The expected result is an exact restatement of the data, free of pictures.
==================================================
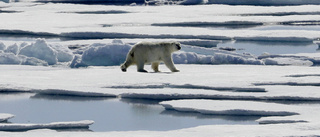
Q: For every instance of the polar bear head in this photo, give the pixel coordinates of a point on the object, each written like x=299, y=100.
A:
x=175, y=46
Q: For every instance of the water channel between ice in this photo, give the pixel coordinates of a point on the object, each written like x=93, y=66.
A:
x=109, y=114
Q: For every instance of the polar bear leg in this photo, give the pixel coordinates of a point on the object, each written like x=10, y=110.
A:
x=169, y=63
x=155, y=66
x=140, y=67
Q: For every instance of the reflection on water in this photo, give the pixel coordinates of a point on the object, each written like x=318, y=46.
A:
x=109, y=114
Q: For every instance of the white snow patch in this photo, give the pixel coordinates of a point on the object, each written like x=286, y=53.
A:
x=4, y=116
x=55, y=125
x=41, y=50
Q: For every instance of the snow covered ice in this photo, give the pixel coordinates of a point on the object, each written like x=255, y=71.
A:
x=74, y=50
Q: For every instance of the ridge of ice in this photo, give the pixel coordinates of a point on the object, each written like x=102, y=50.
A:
x=54, y=125
x=5, y=116
x=213, y=107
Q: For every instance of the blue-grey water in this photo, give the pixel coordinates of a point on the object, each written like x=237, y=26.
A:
x=109, y=114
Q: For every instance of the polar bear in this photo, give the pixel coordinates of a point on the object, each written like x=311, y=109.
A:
x=151, y=52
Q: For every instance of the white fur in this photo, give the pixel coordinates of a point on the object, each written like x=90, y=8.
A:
x=151, y=52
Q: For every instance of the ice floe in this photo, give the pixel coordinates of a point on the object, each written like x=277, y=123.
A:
x=214, y=107
x=272, y=113
x=5, y=117
x=54, y=125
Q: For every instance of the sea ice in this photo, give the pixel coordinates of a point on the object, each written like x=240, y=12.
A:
==================================================
[Response area]
Q: For every instance of the polar bear head in this photo, give the pixel coordinates of a point on the object, each written like x=299, y=100.
A:
x=175, y=46
Q: For every instance of the water channel between ice in this photo, give the pixel coordinates of a point on the object, each written like x=93, y=66.
A:
x=109, y=114
Q: For every instance of the polar bear leg in this photo, give the pixel coordinates of a point on the object, each written like x=10, y=110.
A:
x=169, y=63
x=155, y=66
x=140, y=67
Q: For every instance of the reflection on water in this photo, give the pixel coordinates of a point on the object, each written like x=318, y=46.
A:
x=109, y=114
Q: For every instance of the white snow patch in this photo, give the pixel coordinates of a point on the object, each written like x=286, y=53.
A:
x=4, y=116
x=55, y=125
x=41, y=50
Q: For every instance of the snow covered ice in this photo, give the pixel coordinates of a point on the object, each written like x=255, y=71.
A:
x=74, y=50
Q: For every instance of the ridge of ice in this photo, give the pixel coordinates of a point on the object, each written like x=102, y=50.
A:
x=54, y=125
x=5, y=116
x=213, y=107
Q: For every instance of the blue-grey water in this photo, give the pixel coordinates of a point on the object, each written like x=237, y=26.
A:
x=109, y=114
Q: For every instance of the polar bear in this photo, give the pixel coordinates of a point on the object, each written like x=311, y=109.
A:
x=151, y=52
Q: For every instance of the white fur in this photo, give the pixel coordinates of a point on the object, each written like x=90, y=8.
A:
x=151, y=52
Q: For every instance of the ice floe in this photo, give the pixel coordinates of a point on the object, each written like x=277, y=123.
A:
x=214, y=107
x=272, y=113
x=5, y=117
x=54, y=125
Q: For every instance of the sea ice in this photo, give the pixel coordinates of a point on the object, each written like x=240, y=12.
A:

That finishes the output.